### EXTRACTED TEXT ###
Welcome to the CKN Knowledge in Practice Centre (KPC). The KPC is a resource for learning and applying scientific knowledge to the practice of composites manufacturing. As you navigate around the KPC, refer back to the information on this right-hand pane as a resource for understanding the intricacies of composites processing and why the KPC is laid out in the way that it is. The following video explains the KPC approach:

Understanding Composites Processing

The Knowledge in Practice Centre (KPC) is centered around a structured method of thinking about composite material manufacturing. From the top down, the heirarchy consists of:

The way that the material, shape, tooling & consumables and equipment (abbreviated as MSTE) interact with each other during a process step is critical to the outcome of the manufacturing step, and ultimately critical to the quality of the finished part. The interactions between MSTE during a process step can be numerous and complex, but the Knowledge in Practice Centre aims to make you aware of these interactions, understand how one parameter affects another, and understand how to analyze the problem using a systems based approach. Using this approach, the factory can then be developed with a complete understanding and control of all interactions.
### MATERIAL PROVIDED ###
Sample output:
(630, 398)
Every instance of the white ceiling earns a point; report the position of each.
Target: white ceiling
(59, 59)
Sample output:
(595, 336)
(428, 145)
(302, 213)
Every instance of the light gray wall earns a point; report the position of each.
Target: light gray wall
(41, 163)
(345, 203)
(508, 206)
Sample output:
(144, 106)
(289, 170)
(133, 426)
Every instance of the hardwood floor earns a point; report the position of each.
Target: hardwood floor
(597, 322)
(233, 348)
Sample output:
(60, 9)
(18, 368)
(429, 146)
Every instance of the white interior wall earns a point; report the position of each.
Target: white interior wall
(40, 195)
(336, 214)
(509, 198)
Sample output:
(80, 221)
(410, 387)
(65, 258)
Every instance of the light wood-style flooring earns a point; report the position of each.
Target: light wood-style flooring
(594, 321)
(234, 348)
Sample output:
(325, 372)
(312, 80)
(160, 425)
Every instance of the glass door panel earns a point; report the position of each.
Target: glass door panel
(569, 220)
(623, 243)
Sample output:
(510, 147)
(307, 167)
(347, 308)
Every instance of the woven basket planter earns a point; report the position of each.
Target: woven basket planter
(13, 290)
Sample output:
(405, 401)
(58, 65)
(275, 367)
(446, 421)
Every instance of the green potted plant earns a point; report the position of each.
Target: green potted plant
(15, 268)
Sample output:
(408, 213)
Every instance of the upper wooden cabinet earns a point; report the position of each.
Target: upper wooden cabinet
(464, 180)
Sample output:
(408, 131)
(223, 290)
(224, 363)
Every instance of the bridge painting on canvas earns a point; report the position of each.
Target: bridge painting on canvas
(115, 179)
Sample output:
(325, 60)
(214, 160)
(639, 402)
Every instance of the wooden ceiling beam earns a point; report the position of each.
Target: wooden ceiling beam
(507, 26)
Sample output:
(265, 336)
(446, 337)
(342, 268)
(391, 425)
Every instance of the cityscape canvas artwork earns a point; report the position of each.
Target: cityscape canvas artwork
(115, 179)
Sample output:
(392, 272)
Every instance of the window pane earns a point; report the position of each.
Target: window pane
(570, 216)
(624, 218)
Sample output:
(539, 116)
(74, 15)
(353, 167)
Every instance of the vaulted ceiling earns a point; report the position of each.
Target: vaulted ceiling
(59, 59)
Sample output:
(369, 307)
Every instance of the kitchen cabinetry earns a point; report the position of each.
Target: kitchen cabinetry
###
→ TASKS TO CARRY OUT:
(1) According to the KPC introduction, what does the abbreviation MSTE stand for?
(2) Pull out every line of the listing that contains the word "woven". Case counts, so match it exactly.
This listing has no connection to the KPC introduction.

→ FINAL ANSWERS:
(1) Material, shape, tooling & consumables, and equipment.

(2)
Every instance of the woven basket planter earns a point; report the position of each.
Target: woven basket planter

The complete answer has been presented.